> [TASK TO CARRY OUT]:
The task calls for each line of the records below in which the word "stone" appears.

Dataset items:
────

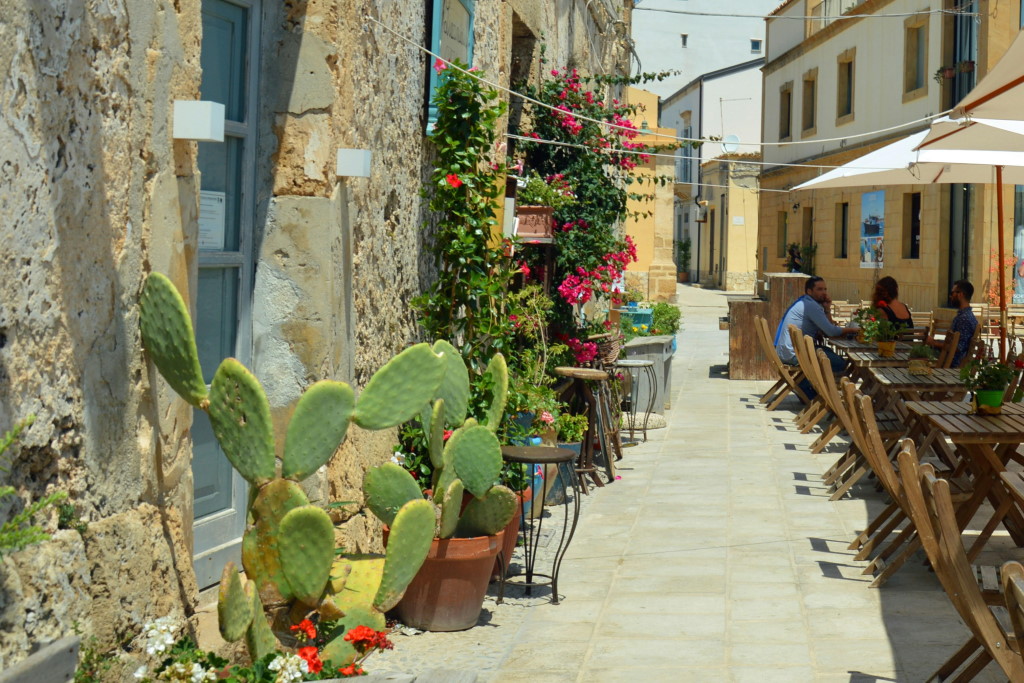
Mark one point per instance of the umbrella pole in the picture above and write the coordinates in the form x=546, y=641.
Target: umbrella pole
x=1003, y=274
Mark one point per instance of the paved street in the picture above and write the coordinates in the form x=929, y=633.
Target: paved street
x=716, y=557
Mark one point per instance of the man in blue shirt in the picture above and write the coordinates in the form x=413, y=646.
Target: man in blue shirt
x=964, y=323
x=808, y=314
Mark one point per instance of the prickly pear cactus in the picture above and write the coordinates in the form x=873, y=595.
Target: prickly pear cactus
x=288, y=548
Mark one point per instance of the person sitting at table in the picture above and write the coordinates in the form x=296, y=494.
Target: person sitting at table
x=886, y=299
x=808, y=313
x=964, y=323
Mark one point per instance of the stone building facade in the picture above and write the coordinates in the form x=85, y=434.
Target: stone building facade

────

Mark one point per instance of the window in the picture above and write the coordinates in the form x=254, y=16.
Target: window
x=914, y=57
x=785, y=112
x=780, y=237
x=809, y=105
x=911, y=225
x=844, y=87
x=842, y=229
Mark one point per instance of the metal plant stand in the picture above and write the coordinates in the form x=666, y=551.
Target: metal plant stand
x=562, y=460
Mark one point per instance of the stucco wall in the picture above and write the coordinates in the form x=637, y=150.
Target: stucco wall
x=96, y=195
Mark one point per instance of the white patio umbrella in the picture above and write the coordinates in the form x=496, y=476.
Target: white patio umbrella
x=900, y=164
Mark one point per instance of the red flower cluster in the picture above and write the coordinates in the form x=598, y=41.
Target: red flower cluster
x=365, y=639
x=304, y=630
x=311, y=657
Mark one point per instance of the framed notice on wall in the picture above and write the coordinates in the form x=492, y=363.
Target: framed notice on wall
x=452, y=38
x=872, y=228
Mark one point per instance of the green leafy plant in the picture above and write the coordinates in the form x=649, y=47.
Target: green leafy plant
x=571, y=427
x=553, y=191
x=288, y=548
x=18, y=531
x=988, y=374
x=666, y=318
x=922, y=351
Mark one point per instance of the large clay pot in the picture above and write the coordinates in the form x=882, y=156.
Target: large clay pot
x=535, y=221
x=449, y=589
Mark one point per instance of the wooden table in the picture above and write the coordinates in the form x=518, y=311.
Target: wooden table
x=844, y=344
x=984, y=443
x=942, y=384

────

> [RESPONSE]:
Mark one point per instance of the stone building facade in the picture above and write the coordinates in the form x=85, y=434.
Target: stone building facade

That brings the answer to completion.